_Task to carry out_
Word for word, restate all of the records.

Data extracted from a collection
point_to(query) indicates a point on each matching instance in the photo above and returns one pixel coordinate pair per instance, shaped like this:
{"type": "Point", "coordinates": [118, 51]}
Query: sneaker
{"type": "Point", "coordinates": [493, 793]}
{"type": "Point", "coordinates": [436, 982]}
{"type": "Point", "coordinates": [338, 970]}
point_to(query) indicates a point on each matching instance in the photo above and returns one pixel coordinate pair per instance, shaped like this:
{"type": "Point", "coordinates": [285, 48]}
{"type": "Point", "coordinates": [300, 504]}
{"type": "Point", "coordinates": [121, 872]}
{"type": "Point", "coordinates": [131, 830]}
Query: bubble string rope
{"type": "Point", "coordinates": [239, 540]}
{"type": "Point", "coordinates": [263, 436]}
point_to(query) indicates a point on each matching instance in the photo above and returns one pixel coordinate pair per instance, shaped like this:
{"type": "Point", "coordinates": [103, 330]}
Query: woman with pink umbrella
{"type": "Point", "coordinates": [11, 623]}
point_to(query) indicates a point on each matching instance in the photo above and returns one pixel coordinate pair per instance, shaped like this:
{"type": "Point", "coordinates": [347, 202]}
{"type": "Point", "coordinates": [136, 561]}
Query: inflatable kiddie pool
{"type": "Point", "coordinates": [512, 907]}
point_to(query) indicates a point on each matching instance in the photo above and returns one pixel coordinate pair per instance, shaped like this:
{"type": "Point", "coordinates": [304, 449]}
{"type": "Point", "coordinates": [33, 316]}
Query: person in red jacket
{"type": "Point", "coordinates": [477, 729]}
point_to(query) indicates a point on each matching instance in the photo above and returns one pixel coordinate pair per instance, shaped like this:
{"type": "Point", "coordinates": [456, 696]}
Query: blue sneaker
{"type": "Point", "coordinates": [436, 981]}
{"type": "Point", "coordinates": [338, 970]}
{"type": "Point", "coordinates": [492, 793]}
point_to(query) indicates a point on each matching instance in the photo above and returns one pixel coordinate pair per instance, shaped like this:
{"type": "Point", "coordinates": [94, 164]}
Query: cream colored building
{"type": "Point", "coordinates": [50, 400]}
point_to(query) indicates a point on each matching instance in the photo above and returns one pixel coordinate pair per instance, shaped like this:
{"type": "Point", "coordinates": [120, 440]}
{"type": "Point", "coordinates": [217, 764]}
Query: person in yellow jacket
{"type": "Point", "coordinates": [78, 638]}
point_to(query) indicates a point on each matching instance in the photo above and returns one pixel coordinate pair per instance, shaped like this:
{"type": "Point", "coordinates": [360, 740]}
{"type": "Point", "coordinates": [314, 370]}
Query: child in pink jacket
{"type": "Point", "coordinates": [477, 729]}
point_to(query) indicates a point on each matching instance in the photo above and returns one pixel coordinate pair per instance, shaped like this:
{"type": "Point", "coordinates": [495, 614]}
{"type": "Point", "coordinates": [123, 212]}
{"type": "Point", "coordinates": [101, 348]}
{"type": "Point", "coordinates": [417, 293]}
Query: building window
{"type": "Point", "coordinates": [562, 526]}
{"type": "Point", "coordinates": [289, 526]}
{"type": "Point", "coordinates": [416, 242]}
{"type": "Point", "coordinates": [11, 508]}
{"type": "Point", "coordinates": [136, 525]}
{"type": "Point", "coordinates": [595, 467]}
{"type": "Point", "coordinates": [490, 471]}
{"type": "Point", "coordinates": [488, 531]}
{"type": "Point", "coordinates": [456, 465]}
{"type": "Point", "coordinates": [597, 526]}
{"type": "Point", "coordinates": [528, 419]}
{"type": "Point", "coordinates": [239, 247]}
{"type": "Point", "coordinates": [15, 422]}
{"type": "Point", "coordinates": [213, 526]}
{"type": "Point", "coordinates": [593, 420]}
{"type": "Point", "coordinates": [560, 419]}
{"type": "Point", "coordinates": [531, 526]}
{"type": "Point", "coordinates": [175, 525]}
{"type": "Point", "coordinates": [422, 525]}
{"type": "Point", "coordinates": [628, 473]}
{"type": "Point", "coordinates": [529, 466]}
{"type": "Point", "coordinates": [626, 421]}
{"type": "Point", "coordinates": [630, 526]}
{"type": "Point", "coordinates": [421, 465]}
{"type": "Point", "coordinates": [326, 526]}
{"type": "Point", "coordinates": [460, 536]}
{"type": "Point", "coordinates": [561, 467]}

_Response below_
point_to(query) indicates a point on each matching instance in the photo above and returns one pixel coordinate pair per instance, shaped like this:
{"type": "Point", "coordinates": [118, 51]}
Query: sneaker
{"type": "Point", "coordinates": [493, 793]}
{"type": "Point", "coordinates": [436, 982]}
{"type": "Point", "coordinates": [338, 970]}
point_to(query) indicates a point on each matching instance in the photo above and returns one pixel coordinate pair per instance, shaped like this:
{"type": "Point", "coordinates": [285, 48]}
{"type": "Point", "coordinates": [300, 504]}
{"type": "Point", "coordinates": [121, 872]}
{"type": "Point", "coordinates": [131, 830]}
Query: bubble string rope
{"type": "Point", "coordinates": [239, 540]}
{"type": "Point", "coordinates": [263, 436]}
point_to(query) indicates a point on each matching instance in the photo above and returns one pixel coordinate pair per instance, shaped like this:
{"type": "Point", "coordinates": [103, 330]}
Query: woman with pink umbrella
{"type": "Point", "coordinates": [11, 623]}
point_to(query) indicates a point on each matching instance in the photo above and returns one pixel coordinate pair per instance, shaped like this:
{"type": "Point", "coordinates": [347, 202]}
{"type": "Point", "coordinates": [136, 561]}
Query: inflatable kiddie pool
{"type": "Point", "coordinates": [512, 907]}
point_to(query) indicates a point on each matching instance in the photo above and returns one pixel coordinate pair per instance, shaped like this:
{"type": "Point", "coordinates": [304, 449]}
{"type": "Point", "coordinates": [33, 316]}
Query: person in red jacket
{"type": "Point", "coordinates": [477, 729]}
point_to(query) indicates a point on each matching instance in the photo above and returns one pixel coordinate pair per instance, shaped like this:
{"type": "Point", "coordinates": [456, 696]}
Query: blue sneaker
{"type": "Point", "coordinates": [436, 981]}
{"type": "Point", "coordinates": [338, 970]}
{"type": "Point", "coordinates": [492, 793]}
point_to(query) indicates a point on each matching instance in the photo above and returns one pixel coordinate pair per instance, shaped like this:
{"type": "Point", "coordinates": [94, 164]}
Query: cream colored building
{"type": "Point", "coordinates": [50, 400]}
point_to(query) indicates a point on each matching instance in the photo above and returns one pixel coordinate pair per instance, shaped like this:
{"type": "Point", "coordinates": [120, 440]}
{"type": "Point", "coordinates": [217, 764]}
Query: person in yellow jacket
{"type": "Point", "coordinates": [78, 638]}
point_to(query) indicates a point on each matching instance in the photo above and returns one pixel coordinate pair per instance, shaped like this:
{"type": "Point", "coordinates": [360, 740]}
{"type": "Point", "coordinates": [314, 370]}
Query: child in pink jacket
{"type": "Point", "coordinates": [477, 729]}
point_to(query) indicates a point on each matching instance in the photo above and returns one pixel coordinate pair per instance, shaped like this:
{"type": "Point", "coordinates": [495, 614]}
{"type": "Point", "coordinates": [123, 212]}
{"type": "Point", "coordinates": [101, 348]}
{"type": "Point", "coordinates": [417, 293]}
Query: building window
{"type": "Point", "coordinates": [562, 526]}
{"type": "Point", "coordinates": [289, 526]}
{"type": "Point", "coordinates": [416, 242]}
{"type": "Point", "coordinates": [11, 508]}
{"type": "Point", "coordinates": [136, 525]}
{"type": "Point", "coordinates": [595, 467]}
{"type": "Point", "coordinates": [490, 471]}
{"type": "Point", "coordinates": [488, 531]}
{"type": "Point", "coordinates": [456, 465]}
{"type": "Point", "coordinates": [597, 526]}
{"type": "Point", "coordinates": [528, 419]}
{"type": "Point", "coordinates": [239, 247]}
{"type": "Point", "coordinates": [15, 422]}
{"type": "Point", "coordinates": [213, 526]}
{"type": "Point", "coordinates": [593, 420]}
{"type": "Point", "coordinates": [560, 419]}
{"type": "Point", "coordinates": [531, 526]}
{"type": "Point", "coordinates": [175, 525]}
{"type": "Point", "coordinates": [422, 525]}
{"type": "Point", "coordinates": [628, 473]}
{"type": "Point", "coordinates": [529, 466]}
{"type": "Point", "coordinates": [626, 421]}
{"type": "Point", "coordinates": [630, 526]}
{"type": "Point", "coordinates": [421, 465]}
{"type": "Point", "coordinates": [326, 526]}
{"type": "Point", "coordinates": [460, 536]}
{"type": "Point", "coordinates": [561, 467]}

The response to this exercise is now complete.